▶ **Description of the task**
Copy the following records word for word, starting at the line that contains "Every instance of the utility" and ending at the line that contains "x=138 y=206", with both of those lines included.

▶ **Records for the exercise**

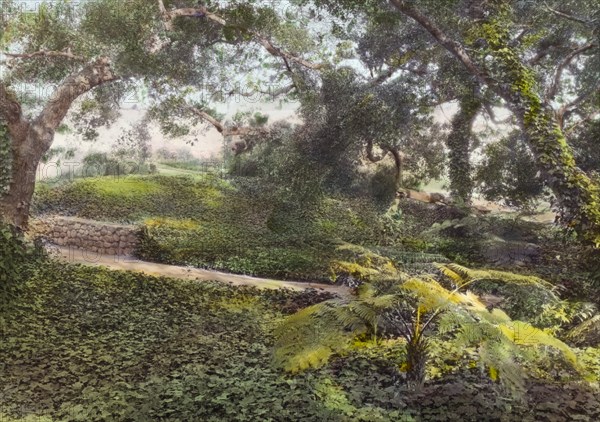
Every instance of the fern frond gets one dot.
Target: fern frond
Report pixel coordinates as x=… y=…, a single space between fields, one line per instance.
x=525 y=334
x=588 y=328
x=463 y=276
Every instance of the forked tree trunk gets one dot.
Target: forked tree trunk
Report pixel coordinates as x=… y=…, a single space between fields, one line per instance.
x=15 y=204
x=459 y=146
x=31 y=139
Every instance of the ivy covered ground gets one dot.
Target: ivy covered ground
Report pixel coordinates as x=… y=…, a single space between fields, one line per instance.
x=86 y=344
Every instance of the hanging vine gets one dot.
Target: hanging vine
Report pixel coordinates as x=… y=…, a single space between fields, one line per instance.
x=5 y=159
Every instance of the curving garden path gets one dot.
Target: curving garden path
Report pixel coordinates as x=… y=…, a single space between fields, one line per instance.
x=127 y=263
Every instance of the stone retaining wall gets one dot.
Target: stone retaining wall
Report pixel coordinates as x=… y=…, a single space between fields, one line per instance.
x=96 y=236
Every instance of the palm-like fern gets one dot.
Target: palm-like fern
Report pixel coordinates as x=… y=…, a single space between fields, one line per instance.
x=313 y=335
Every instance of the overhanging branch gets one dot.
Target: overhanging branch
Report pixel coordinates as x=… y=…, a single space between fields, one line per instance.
x=553 y=90
x=201 y=12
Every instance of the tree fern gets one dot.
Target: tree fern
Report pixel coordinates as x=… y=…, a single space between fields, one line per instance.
x=313 y=335
x=462 y=277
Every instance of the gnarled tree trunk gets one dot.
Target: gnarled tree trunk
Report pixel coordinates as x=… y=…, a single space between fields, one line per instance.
x=31 y=139
x=459 y=146
x=578 y=195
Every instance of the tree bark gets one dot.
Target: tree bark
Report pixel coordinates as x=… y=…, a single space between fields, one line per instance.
x=459 y=146
x=30 y=140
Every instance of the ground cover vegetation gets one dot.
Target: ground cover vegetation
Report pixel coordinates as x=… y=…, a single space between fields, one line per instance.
x=449 y=313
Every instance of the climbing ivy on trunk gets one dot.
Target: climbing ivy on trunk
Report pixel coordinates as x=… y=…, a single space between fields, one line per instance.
x=5 y=159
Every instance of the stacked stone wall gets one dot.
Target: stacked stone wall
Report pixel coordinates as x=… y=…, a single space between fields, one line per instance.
x=100 y=237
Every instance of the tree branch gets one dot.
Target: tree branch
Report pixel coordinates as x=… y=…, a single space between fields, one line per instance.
x=10 y=108
x=569 y=16
x=92 y=75
x=553 y=90
x=222 y=129
x=207 y=117
x=449 y=44
x=200 y=12
x=371 y=156
x=47 y=54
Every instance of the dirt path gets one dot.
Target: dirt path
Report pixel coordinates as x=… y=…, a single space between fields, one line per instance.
x=126 y=263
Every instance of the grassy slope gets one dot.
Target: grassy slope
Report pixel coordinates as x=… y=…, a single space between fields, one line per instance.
x=206 y=222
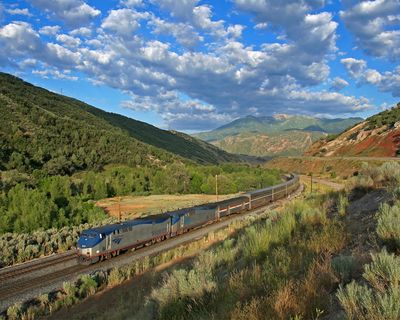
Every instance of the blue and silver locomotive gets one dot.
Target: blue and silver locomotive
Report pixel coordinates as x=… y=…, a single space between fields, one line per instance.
x=109 y=240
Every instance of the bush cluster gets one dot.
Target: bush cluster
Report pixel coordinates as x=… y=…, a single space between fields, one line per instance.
x=388 y=224
x=379 y=299
x=388 y=174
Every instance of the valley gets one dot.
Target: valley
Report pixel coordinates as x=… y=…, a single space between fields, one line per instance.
x=278 y=135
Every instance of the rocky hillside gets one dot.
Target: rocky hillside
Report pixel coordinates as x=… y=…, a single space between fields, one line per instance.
x=41 y=130
x=377 y=136
x=280 y=135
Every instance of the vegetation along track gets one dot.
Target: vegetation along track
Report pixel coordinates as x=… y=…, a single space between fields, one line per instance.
x=28 y=267
x=22 y=287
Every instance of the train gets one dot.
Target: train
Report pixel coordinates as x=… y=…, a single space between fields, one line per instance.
x=108 y=241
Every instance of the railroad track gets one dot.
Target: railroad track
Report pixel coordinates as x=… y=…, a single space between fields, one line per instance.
x=30 y=266
x=23 y=285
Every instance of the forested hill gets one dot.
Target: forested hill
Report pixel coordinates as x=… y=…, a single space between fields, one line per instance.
x=60 y=135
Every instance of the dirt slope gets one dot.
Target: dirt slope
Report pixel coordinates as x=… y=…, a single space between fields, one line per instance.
x=377 y=136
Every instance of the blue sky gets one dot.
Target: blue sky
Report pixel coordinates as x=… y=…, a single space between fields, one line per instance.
x=194 y=65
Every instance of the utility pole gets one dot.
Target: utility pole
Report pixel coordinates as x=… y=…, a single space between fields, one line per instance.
x=216 y=186
x=119 y=209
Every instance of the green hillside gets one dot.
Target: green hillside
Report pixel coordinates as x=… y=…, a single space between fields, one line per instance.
x=60 y=135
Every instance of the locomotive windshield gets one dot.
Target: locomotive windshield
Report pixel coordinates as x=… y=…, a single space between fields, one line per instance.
x=89 y=235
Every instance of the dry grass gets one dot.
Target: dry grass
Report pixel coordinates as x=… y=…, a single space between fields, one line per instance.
x=138 y=206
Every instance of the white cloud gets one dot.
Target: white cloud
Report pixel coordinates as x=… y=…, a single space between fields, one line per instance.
x=49 y=30
x=181 y=9
x=375 y=26
x=338 y=84
x=73 y=12
x=123 y=21
x=210 y=78
x=355 y=67
x=132 y=3
x=68 y=40
x=18 y=37
x=183 y=33
x=21 y=12
x=261 y=26
x=55 y=74
x=83 y=32
x=388 y=81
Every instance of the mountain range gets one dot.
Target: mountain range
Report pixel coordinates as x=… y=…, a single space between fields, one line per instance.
x=377 y=136
x=42 y=130
x=278 y=135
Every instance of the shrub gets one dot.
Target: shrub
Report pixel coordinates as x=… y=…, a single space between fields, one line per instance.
x=342 y=204
x=388 y=224
x=390 y=173
x=14 y=312
x=384 y=271
x=380 y=301
x=345 y=267
x=312 y=216
x=87 y=286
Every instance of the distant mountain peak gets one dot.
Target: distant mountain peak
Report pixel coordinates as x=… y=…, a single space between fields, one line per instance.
x=281 y=116
x=273 y=135
x=377 y=136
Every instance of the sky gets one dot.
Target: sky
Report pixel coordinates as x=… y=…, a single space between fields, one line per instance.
x=193 y=65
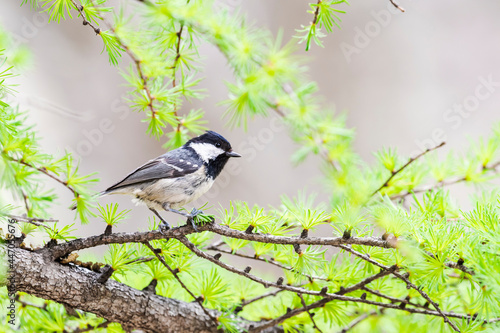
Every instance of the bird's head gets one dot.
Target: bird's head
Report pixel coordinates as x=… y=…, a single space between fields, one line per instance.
x=211 y=146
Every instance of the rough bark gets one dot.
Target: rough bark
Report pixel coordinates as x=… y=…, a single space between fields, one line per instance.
x=37 y=274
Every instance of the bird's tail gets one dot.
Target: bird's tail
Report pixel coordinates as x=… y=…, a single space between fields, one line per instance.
x=95 y=197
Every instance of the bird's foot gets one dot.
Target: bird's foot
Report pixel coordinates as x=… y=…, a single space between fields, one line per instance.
x=190 y=218
x=164 y=226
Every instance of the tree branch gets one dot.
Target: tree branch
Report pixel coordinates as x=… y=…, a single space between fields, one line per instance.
x=37 y=274
x=410 y=161
x=407 y=281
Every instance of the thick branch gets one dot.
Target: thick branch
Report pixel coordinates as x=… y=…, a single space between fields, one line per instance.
x=37 y=274
x=141 y=237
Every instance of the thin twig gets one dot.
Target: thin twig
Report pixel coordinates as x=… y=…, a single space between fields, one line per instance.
x=406 y=280
x=255 y=299
x=270 y=261
x=174 y=273
x=410 y=161
x=316 y=13
x=44 y=171
x=392 y=299
x=79 y=8
x=309 y=313
x=358 y=320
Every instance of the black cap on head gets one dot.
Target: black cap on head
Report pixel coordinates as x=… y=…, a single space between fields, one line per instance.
x=213 y=138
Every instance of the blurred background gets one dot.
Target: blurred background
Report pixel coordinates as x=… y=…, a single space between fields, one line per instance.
x=407 y=80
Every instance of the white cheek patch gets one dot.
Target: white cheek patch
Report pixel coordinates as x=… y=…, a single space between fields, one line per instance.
x=206 y=151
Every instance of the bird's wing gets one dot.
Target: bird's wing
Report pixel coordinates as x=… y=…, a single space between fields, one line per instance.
x=165 y=166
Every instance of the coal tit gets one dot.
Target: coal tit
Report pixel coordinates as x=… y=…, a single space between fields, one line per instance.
x=177 y=177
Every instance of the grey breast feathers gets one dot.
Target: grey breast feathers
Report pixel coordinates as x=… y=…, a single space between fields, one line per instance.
x=170 y=165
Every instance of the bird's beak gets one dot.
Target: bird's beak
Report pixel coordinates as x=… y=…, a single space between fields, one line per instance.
x=232 y=154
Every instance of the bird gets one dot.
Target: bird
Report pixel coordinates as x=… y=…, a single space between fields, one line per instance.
x=177 y=177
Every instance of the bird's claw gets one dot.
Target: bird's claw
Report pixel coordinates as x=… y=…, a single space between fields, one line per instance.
x=164 y=226
x=195 y=212
x=191 y=217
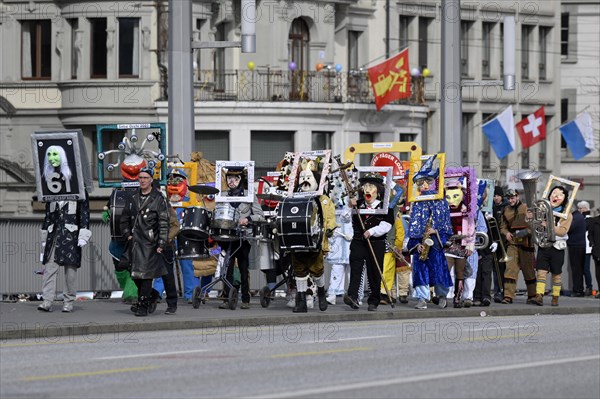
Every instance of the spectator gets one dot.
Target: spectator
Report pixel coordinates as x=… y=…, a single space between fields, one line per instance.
x=576 y=245
x=584 y=208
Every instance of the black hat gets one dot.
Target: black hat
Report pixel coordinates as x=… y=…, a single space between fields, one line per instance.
x=371 y=178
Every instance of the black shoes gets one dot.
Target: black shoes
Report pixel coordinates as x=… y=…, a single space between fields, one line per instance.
x=350 y=302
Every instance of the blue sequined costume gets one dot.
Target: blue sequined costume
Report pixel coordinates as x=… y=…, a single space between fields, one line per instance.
x=434 y=270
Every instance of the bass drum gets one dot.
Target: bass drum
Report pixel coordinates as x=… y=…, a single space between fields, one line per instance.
x=300 y=224
x=223 y=226
x=117 y=201
x=191 y=249
x=195 y=223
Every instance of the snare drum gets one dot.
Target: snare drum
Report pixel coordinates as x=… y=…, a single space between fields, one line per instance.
x=223 y=226
x=300 y=224
x=195 y=223
x=191 y=249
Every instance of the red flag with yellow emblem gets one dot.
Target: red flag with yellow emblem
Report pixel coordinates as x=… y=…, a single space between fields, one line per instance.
x=390 y=79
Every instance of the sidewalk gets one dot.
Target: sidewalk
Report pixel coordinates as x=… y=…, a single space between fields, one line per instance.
x=91 y=318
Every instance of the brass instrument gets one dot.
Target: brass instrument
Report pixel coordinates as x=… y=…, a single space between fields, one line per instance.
x=426 y=242
x=542 y=225
x=493 y=224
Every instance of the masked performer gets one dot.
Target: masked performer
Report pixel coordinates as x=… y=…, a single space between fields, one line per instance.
x=428 y=231
x=311 y=262
x=551 y=258
x=374 y=227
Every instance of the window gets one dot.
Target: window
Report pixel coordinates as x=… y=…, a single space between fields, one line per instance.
x=467 y=127
x=465 y=28
x=74 y=24
x=486 y=53
x=36 y=53
x=321 y=141
x=423 y=38
x=544 y=34
x=98 y=51
x=129 y=47
x=268 y=148
x=353 y=45
x=299 y=39
x=214 y=144
x=219 y=59
x=403 y=40
x=365 y=159
x=564 y=35
x=525 y=48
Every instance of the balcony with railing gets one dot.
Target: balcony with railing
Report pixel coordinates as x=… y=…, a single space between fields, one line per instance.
x=279 y=85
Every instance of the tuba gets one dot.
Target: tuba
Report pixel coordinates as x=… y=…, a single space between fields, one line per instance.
x=542 y=225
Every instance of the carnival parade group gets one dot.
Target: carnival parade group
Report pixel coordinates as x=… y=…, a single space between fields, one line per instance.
x=423 y=233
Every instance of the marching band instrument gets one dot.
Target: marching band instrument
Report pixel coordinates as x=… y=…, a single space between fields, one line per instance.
x=426 y=242
x=543 y=220
x=342 y=170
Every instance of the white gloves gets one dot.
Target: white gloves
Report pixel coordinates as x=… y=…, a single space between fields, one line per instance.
x=494 y=247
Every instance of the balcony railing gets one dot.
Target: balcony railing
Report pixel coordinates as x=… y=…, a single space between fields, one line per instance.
x=279 y=85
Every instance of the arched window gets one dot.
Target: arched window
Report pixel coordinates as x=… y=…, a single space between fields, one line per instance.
x=299 y=44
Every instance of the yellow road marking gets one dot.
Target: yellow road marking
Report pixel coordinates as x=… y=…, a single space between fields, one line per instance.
x=325 y=352
x=87 y=373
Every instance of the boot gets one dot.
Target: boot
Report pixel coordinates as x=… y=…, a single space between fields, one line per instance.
x=300 y=303
x=142 y=307
x=538 y=299
x=322 y=299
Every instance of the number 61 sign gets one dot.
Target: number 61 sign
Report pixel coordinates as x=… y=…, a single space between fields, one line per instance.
x=61 y=168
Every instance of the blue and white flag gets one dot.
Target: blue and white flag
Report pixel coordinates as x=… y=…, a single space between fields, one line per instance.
x=579 y=135
x=500 y=132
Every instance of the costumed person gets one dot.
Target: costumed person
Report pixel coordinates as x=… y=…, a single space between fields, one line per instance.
x=551 y=258
x=339 y=258
x=520 y=248
x=498 y=275
x=237 y=183
x=461 y=244
x=429 y=220
x=130 y=167
x=177 y=194
x=374 y=229
x=64 y=232
x=145 y=223
x=393 y=258
x=311 y=263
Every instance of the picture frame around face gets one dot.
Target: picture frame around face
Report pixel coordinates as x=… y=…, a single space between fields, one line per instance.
x=415 y=165
x=320 y=161
x=466 y=176
x=387 y=170
x=61 y=165
x=221 y=183
x=488 y=195
x=571 y=186
x=191 y=170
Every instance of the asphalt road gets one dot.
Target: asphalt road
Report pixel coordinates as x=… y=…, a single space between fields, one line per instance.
x=543 y=356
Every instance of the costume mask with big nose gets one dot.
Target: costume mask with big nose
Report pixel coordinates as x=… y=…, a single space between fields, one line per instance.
x=307 y=181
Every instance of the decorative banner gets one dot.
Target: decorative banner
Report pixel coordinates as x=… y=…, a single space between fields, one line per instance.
x=390 y=79
x=532 y=129
x=61 y=166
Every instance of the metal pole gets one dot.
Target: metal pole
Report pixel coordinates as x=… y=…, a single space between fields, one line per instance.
x=181 y=96
x=451 y=94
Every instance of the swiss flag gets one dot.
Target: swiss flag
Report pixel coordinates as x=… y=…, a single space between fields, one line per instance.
x=532 y=129
x=390 y=80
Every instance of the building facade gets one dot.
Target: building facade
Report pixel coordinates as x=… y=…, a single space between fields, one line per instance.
x=79 y=64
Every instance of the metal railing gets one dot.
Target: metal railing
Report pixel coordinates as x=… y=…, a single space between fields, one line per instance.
x=266 y=84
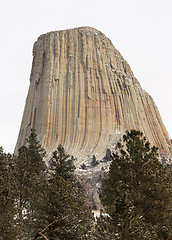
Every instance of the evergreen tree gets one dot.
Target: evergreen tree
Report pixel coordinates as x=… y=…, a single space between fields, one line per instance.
x=29 y=182
x=136 y=191
x=7 y=204
x=63 y=201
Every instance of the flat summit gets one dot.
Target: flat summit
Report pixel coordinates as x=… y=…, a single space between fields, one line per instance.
x=83 y=95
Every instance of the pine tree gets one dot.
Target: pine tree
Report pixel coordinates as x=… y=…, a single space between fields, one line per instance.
x=7 y=204
x=29 y=182
x=63 y=201
x=136 y=191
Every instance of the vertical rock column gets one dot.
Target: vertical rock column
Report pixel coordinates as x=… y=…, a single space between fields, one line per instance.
x=84 y=95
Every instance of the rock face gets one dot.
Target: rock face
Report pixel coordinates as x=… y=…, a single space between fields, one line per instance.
x=84 y=95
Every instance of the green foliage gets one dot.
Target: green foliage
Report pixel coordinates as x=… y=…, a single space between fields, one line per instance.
x=7 y=209
x=64 y=201
x=136 y=191
x=29 y=181
x=37 y=200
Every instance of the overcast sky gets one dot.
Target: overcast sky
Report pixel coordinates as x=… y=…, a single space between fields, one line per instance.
x=140 y=29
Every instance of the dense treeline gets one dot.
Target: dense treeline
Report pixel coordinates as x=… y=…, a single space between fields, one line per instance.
x=45 y=200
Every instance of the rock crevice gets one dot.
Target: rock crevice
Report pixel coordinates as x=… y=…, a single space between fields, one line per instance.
x=83 y=95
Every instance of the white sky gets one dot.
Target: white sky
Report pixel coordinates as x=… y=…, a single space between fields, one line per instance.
x=140 y=29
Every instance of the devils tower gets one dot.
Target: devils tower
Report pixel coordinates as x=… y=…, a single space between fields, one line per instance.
x=84 y=96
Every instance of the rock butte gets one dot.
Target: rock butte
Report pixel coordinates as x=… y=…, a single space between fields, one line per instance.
x=84 y=95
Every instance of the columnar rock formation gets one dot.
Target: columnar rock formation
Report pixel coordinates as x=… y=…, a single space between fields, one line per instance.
x=84 y=95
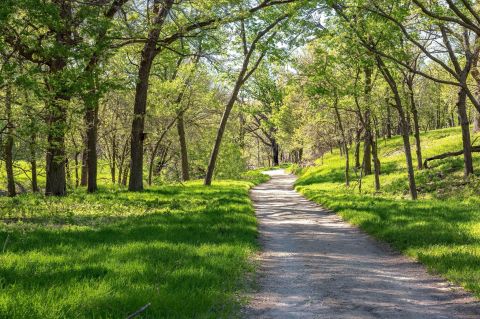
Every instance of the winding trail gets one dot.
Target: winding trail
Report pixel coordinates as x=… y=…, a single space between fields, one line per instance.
x=314 y=265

▶ **Task response**
Every instance of the utility pole gets one dot.
Target: utility pole
Report pixel coordinates as x=… y=…, a single space between fields, one line per instance.
x=216 y=186
x=119 y=209
Every instance of the green hillside gets one dot.
Target: green hillside
Report pixel coordinates as x=… y=…, a single space between fields, one line per instance.
x=60 y=135
Every instance of the locomotive windshield gets one dot.
Target: locomotive windshield
Report pixel coordinates as x=… y=…, a single space between fields, one line per instance.
x=89 y=235
Every instance of the dry grass gets one dot.
Target: dry grass
Report pixel coordinates as x=… y=…, a single space between fields, one line per instance.
x=138 y=206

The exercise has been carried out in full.